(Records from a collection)
*-*-*

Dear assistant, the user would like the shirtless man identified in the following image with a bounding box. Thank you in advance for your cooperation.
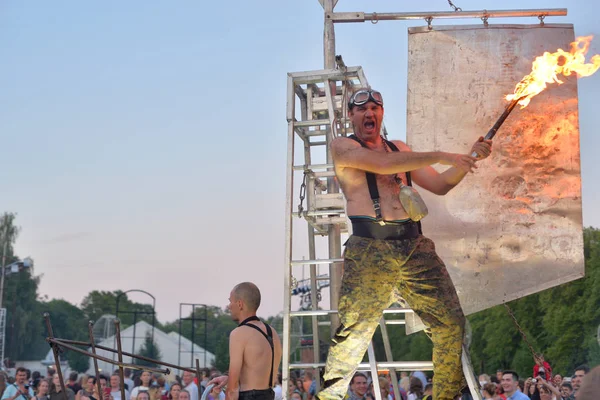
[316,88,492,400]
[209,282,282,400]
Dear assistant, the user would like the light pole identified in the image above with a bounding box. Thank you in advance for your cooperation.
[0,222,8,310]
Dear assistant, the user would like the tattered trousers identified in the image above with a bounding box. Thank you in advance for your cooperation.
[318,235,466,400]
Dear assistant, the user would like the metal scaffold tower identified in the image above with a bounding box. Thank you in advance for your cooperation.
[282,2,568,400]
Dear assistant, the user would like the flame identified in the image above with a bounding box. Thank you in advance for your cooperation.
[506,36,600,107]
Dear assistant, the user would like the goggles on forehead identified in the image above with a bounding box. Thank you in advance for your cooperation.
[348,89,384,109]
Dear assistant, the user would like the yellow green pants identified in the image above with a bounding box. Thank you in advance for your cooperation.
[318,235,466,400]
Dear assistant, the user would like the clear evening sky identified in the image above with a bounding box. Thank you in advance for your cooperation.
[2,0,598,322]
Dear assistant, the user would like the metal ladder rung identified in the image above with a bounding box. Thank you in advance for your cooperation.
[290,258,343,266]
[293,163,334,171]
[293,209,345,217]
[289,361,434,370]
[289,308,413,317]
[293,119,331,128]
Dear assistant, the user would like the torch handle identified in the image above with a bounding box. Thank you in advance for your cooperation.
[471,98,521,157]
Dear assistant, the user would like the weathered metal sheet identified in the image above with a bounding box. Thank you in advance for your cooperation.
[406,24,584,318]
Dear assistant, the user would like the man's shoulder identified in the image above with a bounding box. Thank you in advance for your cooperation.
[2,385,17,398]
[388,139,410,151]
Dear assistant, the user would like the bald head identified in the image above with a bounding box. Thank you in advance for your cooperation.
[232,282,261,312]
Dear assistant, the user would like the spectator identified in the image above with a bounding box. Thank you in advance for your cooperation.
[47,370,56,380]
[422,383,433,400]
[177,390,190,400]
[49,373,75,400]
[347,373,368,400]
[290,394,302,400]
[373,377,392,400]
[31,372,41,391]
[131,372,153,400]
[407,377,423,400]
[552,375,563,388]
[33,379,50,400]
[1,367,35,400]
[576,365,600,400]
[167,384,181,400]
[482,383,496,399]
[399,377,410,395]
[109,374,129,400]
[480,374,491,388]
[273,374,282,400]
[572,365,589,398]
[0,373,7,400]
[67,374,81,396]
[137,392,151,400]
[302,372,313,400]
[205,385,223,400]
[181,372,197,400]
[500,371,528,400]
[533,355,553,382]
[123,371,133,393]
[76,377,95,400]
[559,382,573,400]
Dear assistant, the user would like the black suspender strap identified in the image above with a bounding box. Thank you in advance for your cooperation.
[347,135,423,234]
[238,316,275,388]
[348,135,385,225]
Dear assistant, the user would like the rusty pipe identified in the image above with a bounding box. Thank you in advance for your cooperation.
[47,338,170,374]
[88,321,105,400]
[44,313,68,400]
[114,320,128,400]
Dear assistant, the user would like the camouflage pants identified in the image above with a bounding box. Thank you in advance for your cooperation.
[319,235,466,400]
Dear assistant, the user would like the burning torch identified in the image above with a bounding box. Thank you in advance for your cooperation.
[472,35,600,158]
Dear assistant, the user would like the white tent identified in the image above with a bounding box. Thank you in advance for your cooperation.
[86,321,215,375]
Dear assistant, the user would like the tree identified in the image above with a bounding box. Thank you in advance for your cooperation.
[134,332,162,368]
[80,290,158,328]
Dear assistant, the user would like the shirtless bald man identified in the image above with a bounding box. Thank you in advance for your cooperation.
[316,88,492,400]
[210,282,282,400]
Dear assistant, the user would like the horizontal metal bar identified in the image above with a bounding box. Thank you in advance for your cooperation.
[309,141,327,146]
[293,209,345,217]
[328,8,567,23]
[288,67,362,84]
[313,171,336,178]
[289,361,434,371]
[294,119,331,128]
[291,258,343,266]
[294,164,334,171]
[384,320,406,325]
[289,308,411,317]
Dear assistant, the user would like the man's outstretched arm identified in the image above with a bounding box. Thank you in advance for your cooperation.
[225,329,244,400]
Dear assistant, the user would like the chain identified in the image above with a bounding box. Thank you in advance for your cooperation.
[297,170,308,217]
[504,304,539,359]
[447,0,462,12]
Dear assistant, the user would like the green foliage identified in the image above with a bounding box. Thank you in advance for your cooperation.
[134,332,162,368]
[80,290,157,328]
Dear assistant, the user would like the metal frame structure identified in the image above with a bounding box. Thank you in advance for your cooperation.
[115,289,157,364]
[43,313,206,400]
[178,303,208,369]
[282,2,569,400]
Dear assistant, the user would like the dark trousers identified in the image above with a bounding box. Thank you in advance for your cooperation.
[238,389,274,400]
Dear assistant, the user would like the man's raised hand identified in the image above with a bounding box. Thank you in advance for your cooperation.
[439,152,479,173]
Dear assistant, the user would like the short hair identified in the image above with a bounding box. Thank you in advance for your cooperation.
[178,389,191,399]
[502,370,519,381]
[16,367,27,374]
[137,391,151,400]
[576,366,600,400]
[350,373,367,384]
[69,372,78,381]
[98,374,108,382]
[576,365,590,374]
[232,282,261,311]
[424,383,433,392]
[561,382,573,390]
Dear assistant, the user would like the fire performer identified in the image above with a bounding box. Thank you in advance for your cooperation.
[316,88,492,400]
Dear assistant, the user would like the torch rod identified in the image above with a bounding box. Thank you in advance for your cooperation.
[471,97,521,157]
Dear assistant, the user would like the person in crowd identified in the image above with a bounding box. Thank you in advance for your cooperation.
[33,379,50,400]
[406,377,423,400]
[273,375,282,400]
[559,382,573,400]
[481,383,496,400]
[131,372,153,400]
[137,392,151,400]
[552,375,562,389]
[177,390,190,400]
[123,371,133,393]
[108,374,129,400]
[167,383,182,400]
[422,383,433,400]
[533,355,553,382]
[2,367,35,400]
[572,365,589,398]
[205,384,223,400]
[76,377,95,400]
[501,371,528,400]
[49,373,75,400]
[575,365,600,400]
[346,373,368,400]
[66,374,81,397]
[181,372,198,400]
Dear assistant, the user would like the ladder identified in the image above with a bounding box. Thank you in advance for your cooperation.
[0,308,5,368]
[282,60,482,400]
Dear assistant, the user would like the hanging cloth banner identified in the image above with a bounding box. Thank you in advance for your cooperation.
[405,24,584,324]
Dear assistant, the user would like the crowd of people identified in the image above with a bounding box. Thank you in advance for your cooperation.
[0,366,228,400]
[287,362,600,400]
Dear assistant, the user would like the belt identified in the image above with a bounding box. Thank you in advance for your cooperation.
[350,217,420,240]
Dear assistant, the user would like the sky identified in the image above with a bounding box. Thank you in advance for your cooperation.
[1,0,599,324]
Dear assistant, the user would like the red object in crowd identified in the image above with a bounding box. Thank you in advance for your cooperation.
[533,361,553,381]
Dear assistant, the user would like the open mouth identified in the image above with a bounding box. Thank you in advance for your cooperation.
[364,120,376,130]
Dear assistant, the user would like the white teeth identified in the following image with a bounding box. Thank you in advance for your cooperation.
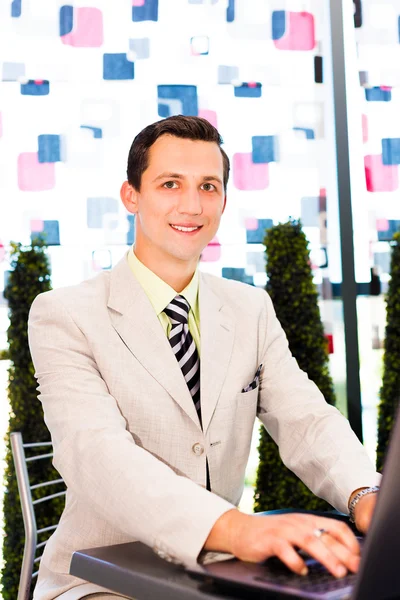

*-*-*

**PROBLEM**
Write the entries out again word for word. Omit all pictures from them.

**FINISHED TASK**
Dear assistant, the user would like the shirtless man identified in the following image with a bounding box. Thank you in advance for your cooperation.
[316,88,492,400]
[209,282,282,400]
Dear assistant, the user would like the light pole identified in the image above with a bounding box. Thank you in advance for your cooperation.
[0,222,8,310]
Dear assistant, the user would like the tattered trousers identified in the image above with a bounding box. Thank you in advance for your cooperation.
[318,235,466,400]
Dear assistant, the user would like the metal scaffold tower identified in the image above with a bounding box. Thank you in advance for your cooperation.
[282,2,568,400]
Dear assistant, the user would like the flame identified in the image above with a bounding box. Thank you in advance for your cooperation.
[506,36,600,107]
Dear assistant, the user would like the goggles on forehead identified in the image above with a bounding box. Thank you in advance for your cooperation.
[348,89,384,109]
Dear assistant, the user would like the yellow green pants identified in the image above with a bounding box. Thank you in advance for your cooperation.
[318,235,466,400]
Dear assistant, the user would like the clear evening sky identified in the image above with a bounding box. Thank you in advance for your cooperation.
[2,0,598,322]
Dear assistant, the user would like the metal ladder rung identified in the image above with a bounding box. Thank you in advance for your cooperation.
[290,258,343,266]
[293,163,334,171]
[293,209,345,217]
[289,361,434,370]
[289,308,413,317]
[293,119,331,128]
Dear assistant, the user would like the torch handle identified in the image above with a bounding box. Thank you in advance for your cooperation.
[471,98,521,157]
Dear assistant, the user would like the weathered metal sheet identified in the image above with a bounding box. Thank you in advance for your cooperation.
[406,24,584,318]
Dear assistant, the user would like the man's shoulder identified in the image above with a bounding box. Thank you in advance for your cooperation.
[2,385,17,398]
[388,139,410,151]
Dear assistant, the user would like the bald head identified in the image above with a bounding box. Thank you in advance for your cooperation.
[232,282,261,312]
Dear assistant, the user would like the spectator identified in the image above with a bounding box. Thank you in advance for your cooperation.
[47,370,56,380]
[422,383,433,400]
[177,390,190,400]
[49,373,75,400]
[347,373,368,400]
[290,394,302,400]
[373,377,392,400]
[31,372,41,391]
[131,372,153,400]
[407,377,423,400]
[552,375,563,388]
[33,379,50,400]
[1,367,35,400]
[576,365,600,400]
[167,384,181,400]
[482,383,496,399]
[399,377,410,395]
[109,374,129,400]
[480,374,491,388]
[273,374,282,400]
[572,365,589,398]
[0,373,7,400]
[67,374,81,396]
[137,392,151,400]
[302,372,313,400]
[205,385,223,400]
[181,372,197,400]
[500,371,528,400]
[533,355,553,382]
[123,371,133,393]
[76,377,95,400]
[559,382,573,400]
Dear assistant, the user would like the black suspender strap identified in the image above with a bounding box. Thank you in advance for your cooperation.
[347,135,423,234]
[238,316,275,388]
[348,135,385,225]
Dear assistant, the user would like the rusty pipe identified in the image above with a bounding box. Thank you in advance for your cooperation.
[47,338,170,374]
[88,321,105,400]
[44,313,68,400]
[114,320,128,400]
Dear assistant, the user would like the camouflage pants identified in the image above with a bounding box. Thank you in advance for your cooperation.
[319,235,466,400]
Dear assistant, the user would like the burning torch identified in the image above with a bounding box. Thank you in advance for your cooperation.
[472,35,600,158]
Dear assistant, the user would like the white tent identified in the image above with a bounding box. Thank you in advance for your cooperation.
[86,321,215,375]
Dear assistant, the user would like the tree identified in the image above with a bounding box. Thank you in advance for your cooperation.
[134,332,162,368]
[80,290,158,328]
Dear assistant, the user would like the shirtless bald man identified in the image above with a bounding box. Thank you in advance for your cooperation.
[316,88,492,400]
[210,282,282,400]
Dear assistant, the user would like the horizontal metal bar identified in the image above with a bounding box. Thank you in advance for your cooperation.
[309,141,327,146]
[293,209,345,217]
[328,8,567,23]
[288,67,362,84]
[313,171,336,178]
[289,361,434,371]
[294,119,331,128]
[291,258,343,266]
[294,164,334,171]
[384,320,406,325]
[289,308,411,317]
Dear assistant, the user would like the man's outstretched arm identified in the image above with a bounding box. Thank you in advance for your cooperation.
[225,329,244,400]
Dear assistant, the user would like the chain identified in the image above with a bounding box. Thank you in advance for your cooperation.
[297,170,308,217]
[504,304,539,359]
[447,0,462,12]
Dear assistant, the user would like the green foliage identified in the image above with a bounding box. Thank you in advance for your cooperation.
[134,332,162,368]
[80,290,157,328]
Dear assistant, the user would like the metal frame structure identified in the image above with a bounding box. Thank you in advance for your cooperation.
[115,289,157,364]
[43,313,206,400]
[178,303,208,369]
[282,2,569,400]
Dear assistant, the user would like the dark trousers identified in the image above with a bounding box. Thank you in advance for your cooperation.
[238,389,274,400]
Dear assistant, the user would like the man's raised hand identified in the image above with a bounding box. Thank you in advance for your cooperation.
[439,152,479,173]
Dear assistant, the user would like the short hair identified in the image above with a bounding box. Thank you in advance for your cooperation.
[178,389,191,399]
[502,370,519,381]
[16,367,27,374]
[137,391,151,400]
[576,366,600,400]
[350,373,367,384]
[69,372,78,381]
[98,374,108,382]
[576,365,590,374]
[232,282,261,311]
[424,383,433,392]
[561,382,573,390]
Dear assistant, the user would like the fire performer identified in the image above with a bounding box. Thank you in advance for your cooperation.
[316,88,492,400]
Dear assistant, the user would like the torch rod identified in the image above with a bounding box. Thank you in advance for your cooperation.
[471,97,521,157]
Dear assistant, the user would like the person in crowd identified in the image above with a bounding box. Thank you in advance for your cooperation.
[33,379,50,400]
[406,377,423,400]
[273,375,282,400]
[559,382,573,400]
[481,383,496,400]
[131,372,153,400]
[137,392,151,400]
[552,375,562,389]
[177,390,190,400]
[123,371,133,393]
[108,374,129,400]
[167,383,182,400]
[422,383,433,400]
[533,355,553,382]
[2,367,35,400]
[572,365,589,398]
[205,384,223,400]
[76,377,95,400]
[501,371,528,400]
[49,373,75,400]
[575,365,600,400]
[346,373,368,400]
[66,374,81,397]
[181,372,198,400]
Dear assistant, the user would like the ladder identified in the image above with a bounding box. Thank you in advance for your cooperation.
[0,308,5,368]
[282,60,482,400]
Dear assistant, the user would like the hanging cloth banner identified in the image above with a bounding box. Thank you in advance for your cooperation.
[405,24,584,324]
Dear assistant, the user would like the crowd of people identified in the image above with a bounding box. Thank you in advance for your cooperation.
[0,366,228,400]
[287,362,600,400]
Dear assistant, the user would like the belt identified in the image above with a bounding box. Thank you in advance for your cooperation.
[350,217,420,240]
Dear assistant, the user would like the sky identified in the image above with a bounding box. Thank you in advance for your cooperation.
[1,0,599,324]
Dear assistant, the user would like the red object in crowd identified in the image above with a bounding box. Thank you in advance for your cooperation.
[533,361,553,381]
Dear assistant, the user would like the open mouth identified in the image above with a bounding box. Thank you in advance for your cooperation.
[364,120,376,130]
Dear assistant, the user would like the white teeth identified in the following image with a bounding box. Thank you in advance for your cooperation.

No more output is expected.